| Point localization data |
<<<<

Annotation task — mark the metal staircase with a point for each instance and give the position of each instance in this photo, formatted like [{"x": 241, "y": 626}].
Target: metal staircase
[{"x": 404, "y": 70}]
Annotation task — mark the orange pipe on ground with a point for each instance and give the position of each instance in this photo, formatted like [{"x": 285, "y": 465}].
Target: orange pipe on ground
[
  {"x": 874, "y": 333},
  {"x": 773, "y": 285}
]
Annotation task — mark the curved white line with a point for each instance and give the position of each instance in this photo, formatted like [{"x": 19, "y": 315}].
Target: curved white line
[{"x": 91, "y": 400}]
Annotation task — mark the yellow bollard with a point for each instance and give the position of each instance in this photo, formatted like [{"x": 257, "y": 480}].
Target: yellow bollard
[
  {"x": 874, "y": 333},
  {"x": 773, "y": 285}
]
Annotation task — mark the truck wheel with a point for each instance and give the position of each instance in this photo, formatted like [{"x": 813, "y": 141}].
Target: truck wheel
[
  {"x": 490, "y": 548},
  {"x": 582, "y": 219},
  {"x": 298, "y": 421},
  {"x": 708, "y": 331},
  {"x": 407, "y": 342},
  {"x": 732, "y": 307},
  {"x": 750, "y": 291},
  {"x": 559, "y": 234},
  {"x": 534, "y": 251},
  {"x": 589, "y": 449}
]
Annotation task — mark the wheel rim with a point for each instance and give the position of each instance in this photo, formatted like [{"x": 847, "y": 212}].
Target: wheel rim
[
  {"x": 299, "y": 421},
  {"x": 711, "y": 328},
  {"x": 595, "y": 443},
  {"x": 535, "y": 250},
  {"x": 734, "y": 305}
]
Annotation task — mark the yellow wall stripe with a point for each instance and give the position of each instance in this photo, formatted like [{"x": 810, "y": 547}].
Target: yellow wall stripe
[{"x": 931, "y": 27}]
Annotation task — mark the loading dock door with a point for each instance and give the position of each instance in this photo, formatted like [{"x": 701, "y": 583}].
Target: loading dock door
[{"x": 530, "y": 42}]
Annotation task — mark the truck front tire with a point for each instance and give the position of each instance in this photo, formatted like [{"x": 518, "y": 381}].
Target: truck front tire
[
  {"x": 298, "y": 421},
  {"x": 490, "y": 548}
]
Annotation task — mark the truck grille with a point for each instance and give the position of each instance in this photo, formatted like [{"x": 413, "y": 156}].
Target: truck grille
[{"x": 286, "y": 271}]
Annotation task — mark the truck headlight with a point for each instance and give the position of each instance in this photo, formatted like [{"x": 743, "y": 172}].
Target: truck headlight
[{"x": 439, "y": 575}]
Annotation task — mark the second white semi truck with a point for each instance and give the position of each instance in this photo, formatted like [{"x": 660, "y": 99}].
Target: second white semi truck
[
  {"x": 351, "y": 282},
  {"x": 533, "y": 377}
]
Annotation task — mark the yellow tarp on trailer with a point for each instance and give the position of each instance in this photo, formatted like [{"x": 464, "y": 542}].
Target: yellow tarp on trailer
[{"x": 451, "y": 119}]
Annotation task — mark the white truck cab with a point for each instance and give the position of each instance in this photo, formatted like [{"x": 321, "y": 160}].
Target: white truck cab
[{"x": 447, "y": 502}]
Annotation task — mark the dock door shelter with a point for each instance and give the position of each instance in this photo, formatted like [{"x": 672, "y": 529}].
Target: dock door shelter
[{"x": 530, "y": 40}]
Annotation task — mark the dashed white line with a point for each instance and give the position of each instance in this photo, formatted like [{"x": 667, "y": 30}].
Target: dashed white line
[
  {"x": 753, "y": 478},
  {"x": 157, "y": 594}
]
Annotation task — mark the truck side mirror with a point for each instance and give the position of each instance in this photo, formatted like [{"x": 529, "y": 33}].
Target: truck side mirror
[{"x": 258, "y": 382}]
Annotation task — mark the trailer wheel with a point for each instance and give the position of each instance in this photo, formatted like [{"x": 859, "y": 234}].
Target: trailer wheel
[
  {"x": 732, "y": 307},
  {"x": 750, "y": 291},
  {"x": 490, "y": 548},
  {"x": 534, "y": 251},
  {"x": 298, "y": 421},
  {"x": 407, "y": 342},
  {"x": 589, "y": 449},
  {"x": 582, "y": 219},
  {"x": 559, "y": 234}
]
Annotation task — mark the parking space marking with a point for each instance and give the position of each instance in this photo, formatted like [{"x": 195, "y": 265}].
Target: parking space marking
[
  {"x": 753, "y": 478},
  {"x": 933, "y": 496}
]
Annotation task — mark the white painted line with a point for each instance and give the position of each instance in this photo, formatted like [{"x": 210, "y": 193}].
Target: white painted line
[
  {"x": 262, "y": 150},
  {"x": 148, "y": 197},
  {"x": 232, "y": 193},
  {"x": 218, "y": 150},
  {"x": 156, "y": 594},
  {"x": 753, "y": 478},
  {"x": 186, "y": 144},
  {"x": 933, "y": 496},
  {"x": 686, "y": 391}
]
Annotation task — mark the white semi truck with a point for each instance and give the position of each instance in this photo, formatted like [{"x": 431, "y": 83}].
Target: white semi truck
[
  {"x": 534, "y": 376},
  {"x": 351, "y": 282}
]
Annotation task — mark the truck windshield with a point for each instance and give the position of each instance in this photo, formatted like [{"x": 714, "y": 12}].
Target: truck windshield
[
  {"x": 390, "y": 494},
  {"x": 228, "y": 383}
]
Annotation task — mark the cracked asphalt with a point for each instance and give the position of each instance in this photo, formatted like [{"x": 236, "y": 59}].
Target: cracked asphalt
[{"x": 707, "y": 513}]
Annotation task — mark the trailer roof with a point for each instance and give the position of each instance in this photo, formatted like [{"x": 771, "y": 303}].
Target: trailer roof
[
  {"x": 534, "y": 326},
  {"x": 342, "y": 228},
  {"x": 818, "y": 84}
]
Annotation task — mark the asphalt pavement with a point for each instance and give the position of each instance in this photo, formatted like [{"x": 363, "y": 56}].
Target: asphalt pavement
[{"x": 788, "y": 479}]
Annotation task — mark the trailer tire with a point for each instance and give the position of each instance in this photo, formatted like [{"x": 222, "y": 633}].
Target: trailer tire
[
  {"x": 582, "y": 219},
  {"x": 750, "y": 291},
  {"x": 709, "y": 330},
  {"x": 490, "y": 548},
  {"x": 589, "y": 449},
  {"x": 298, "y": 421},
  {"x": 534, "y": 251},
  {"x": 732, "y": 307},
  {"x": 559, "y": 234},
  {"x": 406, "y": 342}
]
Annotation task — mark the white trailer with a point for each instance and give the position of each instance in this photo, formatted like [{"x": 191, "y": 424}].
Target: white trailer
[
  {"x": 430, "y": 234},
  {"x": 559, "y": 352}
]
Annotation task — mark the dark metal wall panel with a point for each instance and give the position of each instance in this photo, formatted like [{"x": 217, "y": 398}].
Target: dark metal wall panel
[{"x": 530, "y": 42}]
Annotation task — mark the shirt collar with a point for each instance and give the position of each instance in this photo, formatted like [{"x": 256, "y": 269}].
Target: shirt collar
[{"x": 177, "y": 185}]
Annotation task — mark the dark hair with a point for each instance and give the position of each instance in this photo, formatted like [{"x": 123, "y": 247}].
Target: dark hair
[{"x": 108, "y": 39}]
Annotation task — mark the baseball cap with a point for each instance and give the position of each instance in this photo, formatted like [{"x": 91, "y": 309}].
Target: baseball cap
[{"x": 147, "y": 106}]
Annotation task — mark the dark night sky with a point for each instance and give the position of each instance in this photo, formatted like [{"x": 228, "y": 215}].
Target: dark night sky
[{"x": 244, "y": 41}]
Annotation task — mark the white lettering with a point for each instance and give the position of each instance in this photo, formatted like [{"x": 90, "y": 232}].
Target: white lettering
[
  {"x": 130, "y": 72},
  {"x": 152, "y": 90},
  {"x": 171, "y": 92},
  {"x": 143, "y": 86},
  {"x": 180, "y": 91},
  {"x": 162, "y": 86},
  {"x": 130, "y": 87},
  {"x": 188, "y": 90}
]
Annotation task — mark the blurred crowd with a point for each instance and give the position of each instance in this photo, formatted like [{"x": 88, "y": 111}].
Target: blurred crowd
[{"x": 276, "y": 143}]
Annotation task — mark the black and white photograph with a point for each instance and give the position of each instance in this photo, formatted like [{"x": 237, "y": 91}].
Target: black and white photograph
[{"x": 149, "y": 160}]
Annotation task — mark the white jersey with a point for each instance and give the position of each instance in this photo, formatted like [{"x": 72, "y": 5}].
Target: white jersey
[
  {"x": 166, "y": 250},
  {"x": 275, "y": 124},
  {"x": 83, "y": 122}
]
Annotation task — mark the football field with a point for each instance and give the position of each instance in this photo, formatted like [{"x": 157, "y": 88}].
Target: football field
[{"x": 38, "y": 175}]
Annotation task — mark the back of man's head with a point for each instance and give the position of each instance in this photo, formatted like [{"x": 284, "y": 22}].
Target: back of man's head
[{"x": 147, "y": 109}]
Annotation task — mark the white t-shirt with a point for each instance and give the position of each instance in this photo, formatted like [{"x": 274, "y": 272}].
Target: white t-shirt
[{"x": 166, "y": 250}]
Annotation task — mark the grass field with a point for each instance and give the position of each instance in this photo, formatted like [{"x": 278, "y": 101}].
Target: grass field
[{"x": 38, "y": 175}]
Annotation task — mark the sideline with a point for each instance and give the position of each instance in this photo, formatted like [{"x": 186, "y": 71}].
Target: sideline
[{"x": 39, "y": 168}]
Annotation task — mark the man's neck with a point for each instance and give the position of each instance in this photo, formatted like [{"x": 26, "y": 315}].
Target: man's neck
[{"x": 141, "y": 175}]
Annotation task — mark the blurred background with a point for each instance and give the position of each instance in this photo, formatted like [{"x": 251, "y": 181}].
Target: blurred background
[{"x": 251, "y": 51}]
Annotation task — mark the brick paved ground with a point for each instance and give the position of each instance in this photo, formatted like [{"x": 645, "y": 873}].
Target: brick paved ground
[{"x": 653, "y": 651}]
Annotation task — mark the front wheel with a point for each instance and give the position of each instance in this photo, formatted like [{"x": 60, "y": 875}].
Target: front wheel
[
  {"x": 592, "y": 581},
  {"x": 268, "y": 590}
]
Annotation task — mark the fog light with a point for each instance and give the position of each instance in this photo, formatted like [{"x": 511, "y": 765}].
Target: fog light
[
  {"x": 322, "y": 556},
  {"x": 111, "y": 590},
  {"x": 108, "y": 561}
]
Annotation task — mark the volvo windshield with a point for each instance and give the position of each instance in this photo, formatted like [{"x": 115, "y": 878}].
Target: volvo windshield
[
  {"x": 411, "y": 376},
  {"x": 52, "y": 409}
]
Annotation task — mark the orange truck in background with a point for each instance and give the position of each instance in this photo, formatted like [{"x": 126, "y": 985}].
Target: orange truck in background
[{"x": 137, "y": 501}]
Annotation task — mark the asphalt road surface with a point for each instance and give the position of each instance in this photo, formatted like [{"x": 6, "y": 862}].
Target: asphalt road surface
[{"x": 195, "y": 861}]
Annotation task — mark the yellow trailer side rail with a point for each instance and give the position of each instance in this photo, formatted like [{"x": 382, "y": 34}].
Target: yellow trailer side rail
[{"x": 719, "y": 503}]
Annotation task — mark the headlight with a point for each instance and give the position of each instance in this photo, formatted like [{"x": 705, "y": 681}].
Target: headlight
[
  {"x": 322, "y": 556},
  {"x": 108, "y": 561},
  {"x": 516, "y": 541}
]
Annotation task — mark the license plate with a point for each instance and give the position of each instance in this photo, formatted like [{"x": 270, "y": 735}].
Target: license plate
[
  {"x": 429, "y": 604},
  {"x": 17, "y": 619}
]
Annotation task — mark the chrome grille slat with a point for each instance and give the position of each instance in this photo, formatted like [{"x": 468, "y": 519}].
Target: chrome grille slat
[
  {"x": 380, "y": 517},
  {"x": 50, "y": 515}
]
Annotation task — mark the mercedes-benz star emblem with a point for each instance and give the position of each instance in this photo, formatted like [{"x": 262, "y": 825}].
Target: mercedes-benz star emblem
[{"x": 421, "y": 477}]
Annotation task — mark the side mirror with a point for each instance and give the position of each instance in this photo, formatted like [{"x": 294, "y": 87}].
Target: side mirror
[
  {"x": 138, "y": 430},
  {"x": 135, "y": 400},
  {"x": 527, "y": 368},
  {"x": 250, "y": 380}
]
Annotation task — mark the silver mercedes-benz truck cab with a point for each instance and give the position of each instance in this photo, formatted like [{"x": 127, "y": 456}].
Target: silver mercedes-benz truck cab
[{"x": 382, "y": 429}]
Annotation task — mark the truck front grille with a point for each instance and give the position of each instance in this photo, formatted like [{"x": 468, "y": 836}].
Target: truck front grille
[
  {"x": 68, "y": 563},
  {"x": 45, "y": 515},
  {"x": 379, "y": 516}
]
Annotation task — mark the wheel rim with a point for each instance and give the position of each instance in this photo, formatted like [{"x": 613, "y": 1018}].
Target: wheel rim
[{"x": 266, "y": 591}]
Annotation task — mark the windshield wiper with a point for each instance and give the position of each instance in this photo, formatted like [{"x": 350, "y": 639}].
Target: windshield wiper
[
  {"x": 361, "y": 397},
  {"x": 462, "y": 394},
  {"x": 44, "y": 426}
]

>>>>

| Brief |
Retype exactly the lines of the data above that fall between the line with "Target: football field" and the line with "Annotation task — mark the blurred background", inclusive, and add nothing.

| Output of the task |
Target: football field
[{"x": 38, "y": 175}]
Annotation task — mark the back of man's head with a point for each instance and give the position of each instance in this photo, formatted like [{"x": 284, "y": 22}].
Target: back of man's head
[{"x": 147, "y": 109}]
Annotation task — mark the white t-shirt with a point for each instance and give the position of each instance in this photo, formatted like [{"x": 274, "y": 272}].
Target: white t-shirt
[{"x": 166, "y": 250}]
Annotation task — mark the grass field with a point for each instance and give the position of each instance in this photo, formatted like [{"x": 278, "y": 101}].
Target: grass field
[{"x": 38, "y": 175}]
Annotation task — mark the sideline with a point for each instance and give the position of each instance in this photo, formatted like [{"x": 186, "y": 71}].
Target: sideline
[{"x": 39, "y": 168}]
Annotation task — mark the man's neck with a point for each instance and give the position of each instance in this photo, formatted like [{"x": 26, "y": 315}].
Target: man's neck
[{"x": 141, "y": 175}]
Annotation task — mark the blurred background with a point for each instance and give the position of each instance in this photo, formatted like [{"x": 251, "y": 181}].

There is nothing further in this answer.